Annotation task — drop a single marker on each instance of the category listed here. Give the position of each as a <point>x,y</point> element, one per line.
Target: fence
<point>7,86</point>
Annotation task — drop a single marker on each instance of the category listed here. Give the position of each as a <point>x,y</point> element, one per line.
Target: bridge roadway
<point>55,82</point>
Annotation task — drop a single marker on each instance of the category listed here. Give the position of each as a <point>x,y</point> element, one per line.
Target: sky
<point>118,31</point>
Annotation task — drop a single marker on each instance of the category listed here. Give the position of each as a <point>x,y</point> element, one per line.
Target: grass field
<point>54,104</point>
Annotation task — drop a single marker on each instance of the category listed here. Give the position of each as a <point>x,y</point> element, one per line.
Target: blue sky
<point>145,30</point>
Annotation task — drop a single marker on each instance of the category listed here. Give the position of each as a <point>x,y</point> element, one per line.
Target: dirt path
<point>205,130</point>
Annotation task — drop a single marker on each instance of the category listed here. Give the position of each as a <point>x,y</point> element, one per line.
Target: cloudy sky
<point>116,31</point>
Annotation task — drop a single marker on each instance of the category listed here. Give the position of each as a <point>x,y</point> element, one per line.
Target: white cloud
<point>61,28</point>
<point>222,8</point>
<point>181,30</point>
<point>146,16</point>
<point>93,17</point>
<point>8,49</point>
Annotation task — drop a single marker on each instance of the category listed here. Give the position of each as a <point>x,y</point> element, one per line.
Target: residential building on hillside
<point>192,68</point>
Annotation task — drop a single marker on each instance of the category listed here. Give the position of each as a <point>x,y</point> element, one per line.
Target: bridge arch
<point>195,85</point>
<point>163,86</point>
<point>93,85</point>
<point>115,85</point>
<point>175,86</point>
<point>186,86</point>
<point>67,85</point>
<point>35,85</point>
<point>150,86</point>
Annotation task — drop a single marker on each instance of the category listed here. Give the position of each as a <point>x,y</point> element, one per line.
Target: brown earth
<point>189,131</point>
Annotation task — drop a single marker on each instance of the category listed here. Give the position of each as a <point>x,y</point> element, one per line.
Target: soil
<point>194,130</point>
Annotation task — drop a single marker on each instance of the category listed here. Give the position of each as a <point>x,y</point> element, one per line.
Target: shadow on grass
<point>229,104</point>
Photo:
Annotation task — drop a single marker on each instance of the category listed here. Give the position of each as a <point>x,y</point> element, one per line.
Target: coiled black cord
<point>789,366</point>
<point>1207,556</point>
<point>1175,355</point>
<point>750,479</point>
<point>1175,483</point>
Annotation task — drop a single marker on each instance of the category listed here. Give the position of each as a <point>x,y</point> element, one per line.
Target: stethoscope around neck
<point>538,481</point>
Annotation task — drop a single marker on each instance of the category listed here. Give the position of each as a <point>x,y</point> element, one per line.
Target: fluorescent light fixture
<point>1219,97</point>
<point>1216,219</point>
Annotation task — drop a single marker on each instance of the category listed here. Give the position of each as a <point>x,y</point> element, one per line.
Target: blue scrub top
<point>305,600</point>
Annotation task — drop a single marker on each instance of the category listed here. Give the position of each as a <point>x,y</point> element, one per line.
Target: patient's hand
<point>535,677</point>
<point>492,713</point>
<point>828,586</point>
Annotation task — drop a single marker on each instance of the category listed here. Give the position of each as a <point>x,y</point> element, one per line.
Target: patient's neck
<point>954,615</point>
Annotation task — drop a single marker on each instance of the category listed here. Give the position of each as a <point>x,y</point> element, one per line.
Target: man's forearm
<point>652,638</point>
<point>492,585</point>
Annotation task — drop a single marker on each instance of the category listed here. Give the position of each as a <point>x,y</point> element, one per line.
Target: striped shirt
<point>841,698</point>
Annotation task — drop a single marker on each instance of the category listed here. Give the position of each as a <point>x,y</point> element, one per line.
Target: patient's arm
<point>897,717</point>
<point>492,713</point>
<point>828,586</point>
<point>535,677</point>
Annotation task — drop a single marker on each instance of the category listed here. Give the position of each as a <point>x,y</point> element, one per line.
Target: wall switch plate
----------
Task prompt – Only an exact transcription of all the entries will do.

Exercise output –
Annotation task — drop a single marker on each instance of the category listed here. Give the position of each as a <point>x,y</point> element, one per line.
Target: fence
<point>7,86</point>
Annotation task — drop a single marker on each instance of the category listed here. Give the position of each as a <point>x,y</point> element, one per line.
Target: bridge roadway
<point>55,82</point>
Annotation task — drop a single marker on each instance of the category listed here. Give the position of each as a <point>x,y</point> element, one per line.
Target: sky
<point>118,31</point>
Annotation task — drop a single marker on each instance of the category listed here. Give the position of each as a <point>x,y</point> element, one per line.
Target: grass field
<point>54,104</point>
Annotation task — drop a single marker on each instance of the category listed here. Give the position of each as a <point>x,y</point> element, one per line.
Target: blue sky
<point>145,30</point>
Annotation task — drop a single marker on each instance of the category listed here. Give the position of each as a <point>x,y</point> element, one per line.
Target: dirt path
<point>205,130</point>
Annotation task — drop a single marker on each instance of the category listed here. Give the position of each as a <point>x,y</point> element, one per line.
Target: cloudy sky
<point>116,31</point>
Annotation task — drop a single marker on each instance of the category listed here. Give the position of each as a <point>x,y</point> element, one per line.
Target: white cloud
<point>61,28</point>
<point>222,8</point>
<point>181,30</point>
<point>146,16</point>
<point>93,17</point>
<point>8,49</point>
Annotation task — drop a single marker on each instance of the category listed here. Give the position of each as a <point>x,y</point> element, one per line.
Target: residential building on hillside
<point>192,68</point>
Annotation task — drop a single marker on each instance of the category listed here. Give the position of each as a <point>x,y</point> element, one per line.
Target: bridge arch
<point>195,85</point>
<point>163,86</point>
<point>93,85</point>
<point>115,85</point>
<point>175,86</point>
<point>186,86</point>
<point>67,85</point>
<point>35,85</point>
<point>150,86</point>
Annotation task — drop a single marker on each instance of the category listed here. Give the position of each as a <point>x,y</point> element, one per line.
Target: brown earth
<point>189,131</point>
Annotation task — drop a single marker on each instance of the category listed here. Give the position of each as a <point>x,y</point> element, one per line.
Target: soil
<point>194,130</point>
Annotation task — drop a single marker on each instance of the category listed here. Give the position of each as a <point>x,y</point> element, one per line.
Target: shadow on grass
<point>229,104</point>
Photo:
Annotation task — drop a single marker on each instance of the category listed here. Give the position of each as a <point>x,y</point> element, one per line.
Target: coiled black cord
<point>789,366</point>
<point>1207,556</point>
<point>1175,355</point>
<point>750,479</point>
<point>1175,483</point>
Annotation task — drop a single marker on each instance of the category listed here. Give the position of each as a <point>x,y</point> element, one per line.
Target: stethoscope around neck
<point>538,481</point>
Annotation task — drop a single marker on each instance of the category listed here. Give the position of each as a <point>x,y</point> element, one per line.
Target: fluorescent light fixture
<point>1219,97</point>
<point>1216,219</point>
Annotation task — drop a single marker on each instance of the category listed here. Give the position of each as a <point>x,y</point> element, one per line.
Target: blue scrub top
<point>305,600</point>
Annotation task — drop a single marker on each instance of the category listed here. Give the position of each as a <point>x,y</point> element, one per line.
Target: patient's hand
<point>535,677</point>
<point>492,713</point>
<point>828,586</point>
Annotation task — drop a single marker on each instance of the category listed here. Give the position of each as a <point>x,y</point> element, one per line.
Target: patient's neck
<point>954,615</point>
Annotation task — drop a single marker on each instance of the category listed here. Give the position of each as a <point>x,y</point> element, one per line.
Target: man's forearm
<point>652,638</point>
<point>492,585</point>
Annotation task — drop a single marker on each instance of the category listed here. Give the position of each as a <point>x,y</point> element, one per line.
Target: striped shirt
<point>841,698</point>
Annotation task — drop a single marker on each instance of the category listed here. Give the position of each as a <point>x,y</point> element, one per line.
Target: patient's arm
<point>897,717</point>
<point>492,713</point>
<point>828,586</point>
<point>535,677</point>
Annotation task — drop a single marker on each instance of the category listed here. Give the position of each as a <point>x,y</point> element, one per line.
Target: wall switch plate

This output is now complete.